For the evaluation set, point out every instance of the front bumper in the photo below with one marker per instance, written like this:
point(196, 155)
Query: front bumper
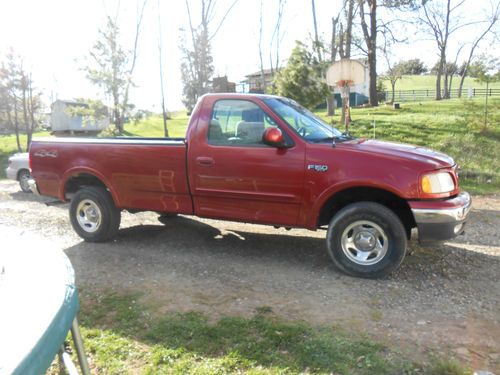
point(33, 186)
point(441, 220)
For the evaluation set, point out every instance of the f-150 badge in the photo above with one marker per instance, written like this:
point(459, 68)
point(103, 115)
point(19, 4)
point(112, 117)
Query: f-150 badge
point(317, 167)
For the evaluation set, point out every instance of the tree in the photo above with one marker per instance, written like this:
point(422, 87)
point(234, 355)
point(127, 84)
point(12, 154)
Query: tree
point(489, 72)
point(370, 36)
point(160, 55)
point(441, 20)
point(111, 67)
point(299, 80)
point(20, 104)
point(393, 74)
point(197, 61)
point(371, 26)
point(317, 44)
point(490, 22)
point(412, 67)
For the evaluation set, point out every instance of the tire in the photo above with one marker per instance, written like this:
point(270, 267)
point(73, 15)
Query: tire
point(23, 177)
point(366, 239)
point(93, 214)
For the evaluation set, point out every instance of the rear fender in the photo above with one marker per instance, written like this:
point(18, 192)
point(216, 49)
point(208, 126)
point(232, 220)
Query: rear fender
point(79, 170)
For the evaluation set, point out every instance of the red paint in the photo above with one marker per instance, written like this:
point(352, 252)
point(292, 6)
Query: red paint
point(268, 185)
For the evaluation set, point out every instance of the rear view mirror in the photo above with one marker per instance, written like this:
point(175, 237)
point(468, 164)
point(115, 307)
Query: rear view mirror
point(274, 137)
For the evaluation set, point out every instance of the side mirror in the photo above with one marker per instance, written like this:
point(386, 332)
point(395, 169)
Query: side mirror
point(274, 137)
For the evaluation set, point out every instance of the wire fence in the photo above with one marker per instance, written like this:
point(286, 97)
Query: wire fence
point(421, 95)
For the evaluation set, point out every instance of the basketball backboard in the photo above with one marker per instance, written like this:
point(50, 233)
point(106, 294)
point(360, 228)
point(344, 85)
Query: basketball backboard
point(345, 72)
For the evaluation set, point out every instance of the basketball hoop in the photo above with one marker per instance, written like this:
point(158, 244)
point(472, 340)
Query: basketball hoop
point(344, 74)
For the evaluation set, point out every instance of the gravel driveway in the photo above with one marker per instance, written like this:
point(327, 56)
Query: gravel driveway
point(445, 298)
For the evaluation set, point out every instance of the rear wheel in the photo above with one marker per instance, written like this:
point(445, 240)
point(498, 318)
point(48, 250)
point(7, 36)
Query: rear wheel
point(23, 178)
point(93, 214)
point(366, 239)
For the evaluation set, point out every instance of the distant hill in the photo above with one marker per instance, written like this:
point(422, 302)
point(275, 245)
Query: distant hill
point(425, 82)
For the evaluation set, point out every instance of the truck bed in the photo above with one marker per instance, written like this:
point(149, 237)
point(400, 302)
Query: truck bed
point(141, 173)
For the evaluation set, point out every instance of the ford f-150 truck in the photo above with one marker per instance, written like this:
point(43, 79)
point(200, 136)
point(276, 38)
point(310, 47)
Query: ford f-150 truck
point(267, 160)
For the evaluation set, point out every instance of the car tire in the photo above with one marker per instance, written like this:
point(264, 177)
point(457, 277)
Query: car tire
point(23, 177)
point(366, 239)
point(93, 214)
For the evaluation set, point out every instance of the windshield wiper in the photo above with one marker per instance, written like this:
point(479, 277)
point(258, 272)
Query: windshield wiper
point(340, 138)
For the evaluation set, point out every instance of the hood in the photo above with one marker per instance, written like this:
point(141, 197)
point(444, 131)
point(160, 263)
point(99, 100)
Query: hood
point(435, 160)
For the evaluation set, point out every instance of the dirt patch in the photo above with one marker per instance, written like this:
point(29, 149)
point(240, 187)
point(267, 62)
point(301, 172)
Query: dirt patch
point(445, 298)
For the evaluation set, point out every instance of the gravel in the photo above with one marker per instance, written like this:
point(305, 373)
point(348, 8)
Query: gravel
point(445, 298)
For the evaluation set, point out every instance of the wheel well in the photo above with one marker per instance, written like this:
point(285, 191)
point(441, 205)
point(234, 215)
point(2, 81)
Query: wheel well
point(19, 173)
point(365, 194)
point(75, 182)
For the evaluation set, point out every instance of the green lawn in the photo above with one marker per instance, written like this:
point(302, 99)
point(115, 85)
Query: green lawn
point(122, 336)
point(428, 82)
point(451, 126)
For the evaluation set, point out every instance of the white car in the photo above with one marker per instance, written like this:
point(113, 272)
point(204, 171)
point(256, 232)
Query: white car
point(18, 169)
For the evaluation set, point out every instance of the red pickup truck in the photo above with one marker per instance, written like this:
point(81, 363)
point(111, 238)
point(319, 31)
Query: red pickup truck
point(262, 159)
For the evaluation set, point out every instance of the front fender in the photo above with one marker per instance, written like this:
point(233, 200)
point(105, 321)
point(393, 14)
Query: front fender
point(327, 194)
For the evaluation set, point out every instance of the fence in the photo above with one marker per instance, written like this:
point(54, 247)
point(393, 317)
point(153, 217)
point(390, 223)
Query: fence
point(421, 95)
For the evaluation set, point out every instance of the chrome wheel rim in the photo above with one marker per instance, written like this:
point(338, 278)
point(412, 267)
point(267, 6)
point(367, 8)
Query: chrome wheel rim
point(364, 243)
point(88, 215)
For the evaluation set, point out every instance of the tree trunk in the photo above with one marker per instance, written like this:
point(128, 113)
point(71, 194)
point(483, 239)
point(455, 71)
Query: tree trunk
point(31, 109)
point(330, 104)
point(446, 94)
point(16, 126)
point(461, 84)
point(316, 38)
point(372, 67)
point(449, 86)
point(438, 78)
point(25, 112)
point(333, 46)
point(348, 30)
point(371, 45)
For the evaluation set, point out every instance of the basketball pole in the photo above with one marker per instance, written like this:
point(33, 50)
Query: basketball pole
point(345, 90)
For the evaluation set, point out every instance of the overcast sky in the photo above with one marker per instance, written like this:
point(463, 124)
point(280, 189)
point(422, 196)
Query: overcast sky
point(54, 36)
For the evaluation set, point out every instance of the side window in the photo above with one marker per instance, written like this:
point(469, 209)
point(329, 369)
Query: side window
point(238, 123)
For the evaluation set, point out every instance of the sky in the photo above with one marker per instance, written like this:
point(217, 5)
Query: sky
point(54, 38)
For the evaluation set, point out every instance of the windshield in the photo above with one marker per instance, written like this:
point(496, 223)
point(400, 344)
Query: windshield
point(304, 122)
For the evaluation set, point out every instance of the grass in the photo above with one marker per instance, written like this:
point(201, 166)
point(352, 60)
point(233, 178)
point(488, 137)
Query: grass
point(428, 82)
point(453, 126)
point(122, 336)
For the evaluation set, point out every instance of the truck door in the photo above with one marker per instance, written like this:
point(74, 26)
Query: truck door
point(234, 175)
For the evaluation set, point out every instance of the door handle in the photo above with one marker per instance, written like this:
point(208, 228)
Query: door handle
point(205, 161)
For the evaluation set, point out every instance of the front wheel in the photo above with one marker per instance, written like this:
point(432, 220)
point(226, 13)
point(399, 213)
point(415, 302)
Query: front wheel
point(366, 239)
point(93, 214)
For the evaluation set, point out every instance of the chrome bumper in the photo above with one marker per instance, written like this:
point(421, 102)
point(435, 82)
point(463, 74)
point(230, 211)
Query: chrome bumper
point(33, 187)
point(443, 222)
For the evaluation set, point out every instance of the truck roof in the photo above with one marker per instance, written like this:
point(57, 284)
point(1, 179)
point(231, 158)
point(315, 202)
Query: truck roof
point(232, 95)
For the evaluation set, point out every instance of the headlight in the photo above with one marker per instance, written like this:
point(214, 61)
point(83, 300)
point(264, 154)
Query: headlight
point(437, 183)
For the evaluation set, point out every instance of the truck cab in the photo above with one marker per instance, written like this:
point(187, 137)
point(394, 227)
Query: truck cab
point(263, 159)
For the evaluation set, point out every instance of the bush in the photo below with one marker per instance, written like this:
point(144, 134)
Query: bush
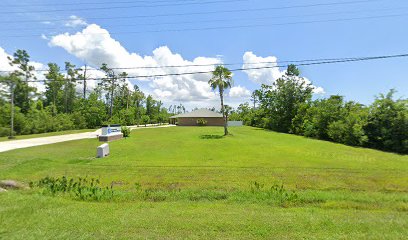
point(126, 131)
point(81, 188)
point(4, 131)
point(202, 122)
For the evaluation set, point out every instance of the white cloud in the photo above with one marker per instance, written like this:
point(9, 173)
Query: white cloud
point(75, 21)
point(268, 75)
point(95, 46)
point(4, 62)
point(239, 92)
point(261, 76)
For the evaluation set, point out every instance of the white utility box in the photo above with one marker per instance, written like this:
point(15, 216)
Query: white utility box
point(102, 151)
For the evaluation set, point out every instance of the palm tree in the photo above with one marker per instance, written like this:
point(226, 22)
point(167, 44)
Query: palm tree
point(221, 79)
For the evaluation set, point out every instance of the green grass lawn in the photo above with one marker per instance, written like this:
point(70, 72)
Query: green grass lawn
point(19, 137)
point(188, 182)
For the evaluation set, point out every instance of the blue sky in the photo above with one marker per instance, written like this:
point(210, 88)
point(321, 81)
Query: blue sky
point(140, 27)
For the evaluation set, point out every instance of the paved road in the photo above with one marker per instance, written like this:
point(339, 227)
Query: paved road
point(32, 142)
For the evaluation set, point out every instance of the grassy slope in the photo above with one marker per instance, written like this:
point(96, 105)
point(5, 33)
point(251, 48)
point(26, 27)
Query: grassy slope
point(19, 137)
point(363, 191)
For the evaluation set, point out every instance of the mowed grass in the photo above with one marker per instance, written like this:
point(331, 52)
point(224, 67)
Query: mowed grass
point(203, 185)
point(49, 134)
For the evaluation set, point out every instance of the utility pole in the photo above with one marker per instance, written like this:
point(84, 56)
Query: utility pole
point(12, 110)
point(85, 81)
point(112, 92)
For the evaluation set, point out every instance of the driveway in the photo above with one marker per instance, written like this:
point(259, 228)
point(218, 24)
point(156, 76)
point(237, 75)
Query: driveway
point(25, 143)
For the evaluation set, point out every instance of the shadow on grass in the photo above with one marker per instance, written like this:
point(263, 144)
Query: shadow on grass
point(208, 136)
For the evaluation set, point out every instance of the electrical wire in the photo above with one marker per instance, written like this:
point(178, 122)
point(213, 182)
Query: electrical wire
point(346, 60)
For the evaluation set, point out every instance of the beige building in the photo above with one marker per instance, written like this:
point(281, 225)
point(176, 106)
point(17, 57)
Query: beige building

+ + + + + + +

--- What is being asked ---
Give the lines of the listing above, from the line containing "For the evaluation set, point out every instance of the ford" through the line containing "point(267, 160)", as a numbered list with any blank lines left out.

--- Full answer ---
1. For the evaluation set, point out every instance of the ford f-150 truck in the photo above with one marker per instance, written like this:
2. point(43, 79)
3. point(200, 136)
4. point(276, 38)
5. point(310, 47)
6. Query: ford f-150 truck
7. point(267, 160)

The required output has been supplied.